Given exercise
Format each line of the items below as a Markdown table with two columns, Row and Line, numbering the rows in order. Skip any blank lines.

### Supplied data

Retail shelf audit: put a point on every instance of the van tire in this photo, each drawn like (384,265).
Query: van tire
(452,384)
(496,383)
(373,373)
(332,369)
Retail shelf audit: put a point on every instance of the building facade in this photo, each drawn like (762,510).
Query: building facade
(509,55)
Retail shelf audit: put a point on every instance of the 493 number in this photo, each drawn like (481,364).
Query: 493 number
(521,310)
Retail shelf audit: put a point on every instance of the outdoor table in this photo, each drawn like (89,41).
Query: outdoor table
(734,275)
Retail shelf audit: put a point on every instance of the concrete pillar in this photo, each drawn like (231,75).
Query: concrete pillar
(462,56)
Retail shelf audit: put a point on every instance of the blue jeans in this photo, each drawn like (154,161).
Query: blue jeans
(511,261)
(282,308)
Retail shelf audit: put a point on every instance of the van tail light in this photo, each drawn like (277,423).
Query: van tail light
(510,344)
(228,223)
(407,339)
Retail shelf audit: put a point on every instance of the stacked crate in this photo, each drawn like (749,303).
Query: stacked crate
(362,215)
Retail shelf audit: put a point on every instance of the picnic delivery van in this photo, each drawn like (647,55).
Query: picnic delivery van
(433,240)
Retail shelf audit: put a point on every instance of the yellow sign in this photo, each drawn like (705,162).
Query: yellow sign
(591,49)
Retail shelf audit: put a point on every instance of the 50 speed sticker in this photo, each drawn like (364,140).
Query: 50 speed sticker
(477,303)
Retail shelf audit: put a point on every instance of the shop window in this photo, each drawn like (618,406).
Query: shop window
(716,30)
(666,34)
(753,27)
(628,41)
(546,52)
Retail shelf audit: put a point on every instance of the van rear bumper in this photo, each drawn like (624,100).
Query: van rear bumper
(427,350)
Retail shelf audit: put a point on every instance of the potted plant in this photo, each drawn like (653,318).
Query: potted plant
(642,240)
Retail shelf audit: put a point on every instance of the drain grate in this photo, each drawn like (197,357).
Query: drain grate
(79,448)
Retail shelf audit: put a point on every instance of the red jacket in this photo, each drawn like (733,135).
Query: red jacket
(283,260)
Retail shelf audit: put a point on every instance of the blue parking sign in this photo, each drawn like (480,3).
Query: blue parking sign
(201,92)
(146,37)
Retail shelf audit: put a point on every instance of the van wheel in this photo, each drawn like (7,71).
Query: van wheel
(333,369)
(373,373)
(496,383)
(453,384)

######

The completed task
| Row | Line |
|---|---|
| 1 | Retail shelf audit: put a point on every instance of the van tire in this photo, each drawn like (384,265). |
| 2 | Query: van tire |
| 3 | (452,384) |
| 4 | (496,383) |
| 5 | (373,373) |
| 6 | (332,369) |
| 7 | Retail shelf audit: put a point on every instance of the building facade in this photo, each drawn like (762,510). |
| 8 | Query: building facade |
| 9 | (509,55) |
| 10 | Retail shelf audit: put a point on every instance of the 493 number in this photo, each drawn like (481,364). |
| 11 | Query: 493 number |
| 12 | (521,310) |
| 13 | Retail shelf audit: put a point on every instance of the outdoor table in this photo, each drawn like (89,41). |
| 14 | Query: outdoor table |
| 15 | (734,275) |
| 16 | Retail shelf audit: put a point on every instance of the concrete pillar in this photo, each drawn like (231,75). |
| 17 | Query: concrete pillar |
| 18 | (462,56) |
| 19 | Retail shelf audit: put a point on every instance of the blue jeans in this photo, each drawn like (154,161). |
| 20 | Query: blue jeans |
| 21 | (511,261) |
| 22 | (282,308) |
| 23 | Retail shelf audit: put a point on every instance of the van tail light in this photo, each drawn like (277,423). |
| 24 | Query: van tail light |
| 25 | (510,344) |
| 26 | (228,223) |
| 27 | (407,339) |
| 28 | Retail shelf audit: put a point on every instance of the stacked crate in this photo, each drawn like (749,303). |
| 29 | Query: stacked crate |
| 30 | (362,215) |
| 31 | Retail shelf audit: put a point on every instance of the picnic delivery van in this photo, each drawn like (647,55). |
| 32 | Query: picnic delivery van |
| 33 | (433,240) |
| 34 | Retail shelf audit: put a point on every instance of the yellow sign in this photo, each drawn like (705,162). |
| 35 | Query: yellow sign |
| 36 | (591,49) |
| 37 | Retail shelf audit: put a point on every instance of the 50 speed sticker in this photo, each drawn like (364,140). |
| 38 | Query: 50 speed sticker |
| 39 | (477,303) |
| 40 | Retail shelf audit: put a point on every instance of the shop window in this photo, each drawn like (618,406). |
| 41 | Query: shop window |
| 42 | (716,30) |
| 43 | (666,34) |
| 44 | (753,27) |
| 45 | (628,41) |
| 46 | (546,52) |
| 47 | Retail shelf audit: put a point on every instance of the van rear bumper in this photo, each drawn like (624,100). |
| 48 | Query: van rear bumper |
| 49 | (427,350) |
| 50 | Retail shelf audit: put a point on every instance of the potted plant in this photo, each drawn like (653,318). |
| 51 | Query: potted plant |
| 52 | (642,240) |
| 53 | Retail shelf audit: put a point on every instance of the drain grate in this photo, each drawn like (197,357). |
| 54 | Query: drain grate |
| 55 | (79,448) |
| 56 | Retail shelf audit: put a point on every instance of the red jacket in this photo, each drawn like (733,135). |
| 57 | Query: red jacket |
| 58 | (283,260) |
| 59 | Retail shelf audit: put a point on every instance of the blue parking sign in this photo, each drawn like (480,3). |
| 60 | Query: blue parking sign |
| 61 | (201,92) |
| 62 | (146,37) |
| 63 | Retail shelf audit: put a point on every instance of the van wheel in this photo, each drawn like (7,71). |
| 64 | Query: van wheel |
| 65 | (333,369) |
| 66 | (373,373) |
| 67 | (496,383) |
| 68 | (453,384) |